Together with Les Arcs, La Plagne forms just over half of the massive Paradiski, the world’s fourth biggest ski area and also the most visited. As you’d expect from a ski area this huge, there’s every type of run for every level of rider.

Personally, I’ve always been of the opinion that most skiers and snowboarders lie somewhere within the slightly hazy range of ‘intermediate’ riders – competent enough to handle pretty much all terrain but not particularly fussed for hunting out challenging black or red runs. Most riders prefer a more leisurely pace, on terrain they can handle with relative ease, hence the reason blue (intermediate) runs tend to be the most popular in the majority of resorts. If that’s you, read on as La Plagne has a wealth of terrain you’ll enjoy.

La Plagne really is an intermediate’s paradise with a total of 74 blues scattered all around the area (in comparison there are 9 greens, 33 reds and just 18 black runs). It doesn’t really matter which lift you take, at the top there will almost always be a blue option (or, more commonly, a number of options) to get back down. This means that even timid intermediate riders can still make their way around the area, getting a real sense of traveling as they cross from one sector to another.

Here’s our pick of the best blue runs and routes in and around La Plagne.

Levasset blue (Bellecôte/Belle Plagne/Champagny)

Levasset blue (Bellecôte/Belle Plagne/Champagny)

This lengthy blue starts at the top of Roche de Mio on the main side of the mountain above Bellecôte and traverses across into the Champagny-en-Vanoise sector, covering a total distance of some 5.2km (3.2 miles). The run starts at 2716m and ends at 1834m giving a total vertical of 882m, all within spectacular scenery. Levasset is graded blue and, save for a couple of slightly steeper pitches near the start and also near the Carella chair, it mainly consists of wide-open, confidence-building terrain which is a joy to ride no matter what level you happen to be. More accomplished riders can really gun it down this huge motorway piste while even early intermediates will appreciate the sense of space and mellow gradient.

The run ends at the foot of the Borseliers chair at the top of the Les Bois red run. If your skills are up to it, you could continue down Les Bois to Champagny at 1250m – a huge vertical drop of almost 1500m. Alternatively, you can do as most people and take the Borseliers followed by Rossa and the short blue Tome run to link back to the Carella chair. This high-speed chairlift will whisk you back up to the starting point at Roche de Mio in around 9 minutes, giving you the chance to repeat the whole circuit again. As far as blue pistes go, this must be one of the best and longest in any resort and, due to the slightly remote path it takes, it also has an almost backcountry feel which will thrill early less experienced riders – those maybe not so used to exploring off the beaten track. You’re never actually far from a lift (or amenities) though it does feel like it sometimes. For a preview of the Levasset run check this snow report.
-------
WHAT TO WORK ON — Return the passage of the La Plagne text between "La Plagne really" and "sector to another.", inclusive, copied word for word.
-------
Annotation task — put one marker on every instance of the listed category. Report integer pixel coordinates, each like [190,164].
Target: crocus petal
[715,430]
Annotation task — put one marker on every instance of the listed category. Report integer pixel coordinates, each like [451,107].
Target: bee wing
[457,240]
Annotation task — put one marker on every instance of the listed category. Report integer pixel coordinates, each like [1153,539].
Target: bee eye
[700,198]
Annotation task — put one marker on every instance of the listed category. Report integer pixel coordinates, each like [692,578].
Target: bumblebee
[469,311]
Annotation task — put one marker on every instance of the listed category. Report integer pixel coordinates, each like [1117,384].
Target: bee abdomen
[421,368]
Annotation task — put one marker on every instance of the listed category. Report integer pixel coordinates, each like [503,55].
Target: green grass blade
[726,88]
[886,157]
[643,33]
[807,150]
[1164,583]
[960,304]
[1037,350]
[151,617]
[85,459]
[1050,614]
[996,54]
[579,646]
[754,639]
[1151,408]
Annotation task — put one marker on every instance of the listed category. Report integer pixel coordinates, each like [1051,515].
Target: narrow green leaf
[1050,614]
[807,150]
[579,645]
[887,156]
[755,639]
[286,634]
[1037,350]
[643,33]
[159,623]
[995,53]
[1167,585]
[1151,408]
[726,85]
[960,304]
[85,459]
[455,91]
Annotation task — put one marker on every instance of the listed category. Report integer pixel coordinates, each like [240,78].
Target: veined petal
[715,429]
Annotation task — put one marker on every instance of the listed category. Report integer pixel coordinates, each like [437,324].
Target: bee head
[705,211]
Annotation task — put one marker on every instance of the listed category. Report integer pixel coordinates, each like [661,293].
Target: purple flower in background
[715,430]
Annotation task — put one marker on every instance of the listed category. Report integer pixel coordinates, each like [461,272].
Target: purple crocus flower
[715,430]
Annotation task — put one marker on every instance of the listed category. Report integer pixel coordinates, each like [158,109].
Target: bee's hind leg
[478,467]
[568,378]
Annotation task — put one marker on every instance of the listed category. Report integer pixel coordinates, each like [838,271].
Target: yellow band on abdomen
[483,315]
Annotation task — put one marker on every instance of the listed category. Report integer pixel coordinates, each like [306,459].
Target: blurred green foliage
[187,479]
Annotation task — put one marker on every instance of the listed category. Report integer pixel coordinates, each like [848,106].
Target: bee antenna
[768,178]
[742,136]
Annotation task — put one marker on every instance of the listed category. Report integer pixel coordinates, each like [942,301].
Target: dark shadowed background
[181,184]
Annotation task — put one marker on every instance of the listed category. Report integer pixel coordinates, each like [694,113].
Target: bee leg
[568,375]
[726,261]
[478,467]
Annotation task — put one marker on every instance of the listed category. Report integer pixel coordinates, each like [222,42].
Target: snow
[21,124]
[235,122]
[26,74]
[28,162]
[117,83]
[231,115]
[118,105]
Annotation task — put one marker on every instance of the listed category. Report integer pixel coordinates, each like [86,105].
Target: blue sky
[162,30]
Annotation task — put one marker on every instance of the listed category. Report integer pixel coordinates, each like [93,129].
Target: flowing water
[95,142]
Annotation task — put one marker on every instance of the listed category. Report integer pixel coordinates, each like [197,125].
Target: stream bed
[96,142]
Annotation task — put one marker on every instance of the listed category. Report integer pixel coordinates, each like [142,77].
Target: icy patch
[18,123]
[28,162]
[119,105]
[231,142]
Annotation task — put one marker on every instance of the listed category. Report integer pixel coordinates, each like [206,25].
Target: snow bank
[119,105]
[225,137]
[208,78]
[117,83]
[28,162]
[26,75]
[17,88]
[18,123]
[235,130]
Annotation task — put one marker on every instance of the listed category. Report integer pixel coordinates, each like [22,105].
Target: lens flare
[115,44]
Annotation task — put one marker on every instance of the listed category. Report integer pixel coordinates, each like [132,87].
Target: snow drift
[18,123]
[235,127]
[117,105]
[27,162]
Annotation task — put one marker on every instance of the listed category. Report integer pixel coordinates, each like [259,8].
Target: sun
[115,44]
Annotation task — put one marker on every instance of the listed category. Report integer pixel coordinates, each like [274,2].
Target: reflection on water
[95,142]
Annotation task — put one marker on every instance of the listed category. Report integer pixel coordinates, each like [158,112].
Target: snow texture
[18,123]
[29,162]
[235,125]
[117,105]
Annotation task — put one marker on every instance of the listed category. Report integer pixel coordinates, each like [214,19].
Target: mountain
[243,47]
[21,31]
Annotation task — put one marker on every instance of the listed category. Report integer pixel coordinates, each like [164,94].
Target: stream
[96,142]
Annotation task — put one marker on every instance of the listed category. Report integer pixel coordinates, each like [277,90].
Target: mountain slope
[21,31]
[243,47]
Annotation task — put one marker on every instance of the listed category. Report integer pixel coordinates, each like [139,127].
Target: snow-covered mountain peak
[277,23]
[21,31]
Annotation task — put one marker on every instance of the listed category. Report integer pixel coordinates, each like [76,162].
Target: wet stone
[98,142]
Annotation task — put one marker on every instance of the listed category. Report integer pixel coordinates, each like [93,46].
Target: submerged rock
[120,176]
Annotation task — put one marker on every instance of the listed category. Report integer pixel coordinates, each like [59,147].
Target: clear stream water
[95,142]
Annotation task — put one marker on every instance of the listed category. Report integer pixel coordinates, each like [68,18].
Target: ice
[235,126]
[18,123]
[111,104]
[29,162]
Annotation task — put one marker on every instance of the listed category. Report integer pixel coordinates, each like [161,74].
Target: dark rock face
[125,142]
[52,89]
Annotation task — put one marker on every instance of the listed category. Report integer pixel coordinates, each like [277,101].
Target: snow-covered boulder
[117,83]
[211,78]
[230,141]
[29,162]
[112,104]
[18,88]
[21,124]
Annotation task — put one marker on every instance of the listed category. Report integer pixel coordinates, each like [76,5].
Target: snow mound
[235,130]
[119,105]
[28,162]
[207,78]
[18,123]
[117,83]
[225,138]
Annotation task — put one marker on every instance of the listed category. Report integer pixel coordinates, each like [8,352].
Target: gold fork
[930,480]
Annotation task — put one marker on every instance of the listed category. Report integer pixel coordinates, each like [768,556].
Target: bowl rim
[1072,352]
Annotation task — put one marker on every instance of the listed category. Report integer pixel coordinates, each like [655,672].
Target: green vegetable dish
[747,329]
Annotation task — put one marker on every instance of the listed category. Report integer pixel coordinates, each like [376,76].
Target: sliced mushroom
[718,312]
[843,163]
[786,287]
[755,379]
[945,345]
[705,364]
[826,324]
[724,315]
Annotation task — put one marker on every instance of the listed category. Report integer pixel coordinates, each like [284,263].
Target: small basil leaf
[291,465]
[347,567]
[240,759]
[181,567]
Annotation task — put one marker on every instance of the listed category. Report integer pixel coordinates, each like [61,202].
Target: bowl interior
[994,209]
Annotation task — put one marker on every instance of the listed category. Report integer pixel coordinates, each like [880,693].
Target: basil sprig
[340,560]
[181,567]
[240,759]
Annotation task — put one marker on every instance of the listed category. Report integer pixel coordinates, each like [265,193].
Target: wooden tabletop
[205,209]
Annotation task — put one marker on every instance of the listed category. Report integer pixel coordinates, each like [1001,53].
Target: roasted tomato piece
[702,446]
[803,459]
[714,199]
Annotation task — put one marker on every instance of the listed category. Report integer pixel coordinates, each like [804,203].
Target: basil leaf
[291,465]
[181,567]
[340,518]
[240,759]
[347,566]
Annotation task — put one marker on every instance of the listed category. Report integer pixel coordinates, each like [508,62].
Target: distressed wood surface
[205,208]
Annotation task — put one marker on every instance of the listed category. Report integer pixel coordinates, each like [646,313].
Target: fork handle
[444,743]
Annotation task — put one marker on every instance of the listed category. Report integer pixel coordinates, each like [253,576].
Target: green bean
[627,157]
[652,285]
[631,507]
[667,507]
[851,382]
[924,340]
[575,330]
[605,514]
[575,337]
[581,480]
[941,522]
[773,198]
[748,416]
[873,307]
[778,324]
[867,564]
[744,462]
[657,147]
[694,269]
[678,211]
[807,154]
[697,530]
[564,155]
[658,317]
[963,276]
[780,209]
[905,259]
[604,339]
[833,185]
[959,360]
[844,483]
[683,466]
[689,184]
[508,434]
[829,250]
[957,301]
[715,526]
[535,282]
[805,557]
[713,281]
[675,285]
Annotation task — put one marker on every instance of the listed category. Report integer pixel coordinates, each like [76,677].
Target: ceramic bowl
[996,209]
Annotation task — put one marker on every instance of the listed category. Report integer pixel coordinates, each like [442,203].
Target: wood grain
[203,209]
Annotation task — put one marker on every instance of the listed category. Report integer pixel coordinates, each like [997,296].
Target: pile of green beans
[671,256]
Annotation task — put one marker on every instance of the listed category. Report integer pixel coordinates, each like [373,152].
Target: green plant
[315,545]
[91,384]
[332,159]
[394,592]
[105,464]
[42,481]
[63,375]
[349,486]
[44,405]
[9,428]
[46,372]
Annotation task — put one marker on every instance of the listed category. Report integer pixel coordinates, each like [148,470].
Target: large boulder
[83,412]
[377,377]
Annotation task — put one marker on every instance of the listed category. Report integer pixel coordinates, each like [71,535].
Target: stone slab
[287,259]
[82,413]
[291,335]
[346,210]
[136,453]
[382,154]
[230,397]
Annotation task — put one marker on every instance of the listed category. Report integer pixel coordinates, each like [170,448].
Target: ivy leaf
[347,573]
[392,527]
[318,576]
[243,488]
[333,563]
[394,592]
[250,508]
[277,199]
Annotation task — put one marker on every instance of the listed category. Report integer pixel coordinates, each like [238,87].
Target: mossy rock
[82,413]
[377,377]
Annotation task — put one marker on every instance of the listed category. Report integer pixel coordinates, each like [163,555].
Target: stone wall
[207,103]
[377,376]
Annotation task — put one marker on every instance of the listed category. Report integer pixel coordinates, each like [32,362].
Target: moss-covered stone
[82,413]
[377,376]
-------
PROBLEM SOLUTION —
La Plagne really is an intermediate’s paradise with a total of 74 blues scattered all around the area (in comparison there are 9 greens, 33 reds and just 18 black runs). It doesn’t really matter which lift you take, at the top there will almost always be a blue option (or, more commonly, a number of options) to get back down. This means that even timid intermediate riders can still make their way around the area, getting a real sense of traveling as they cross from one sector to another.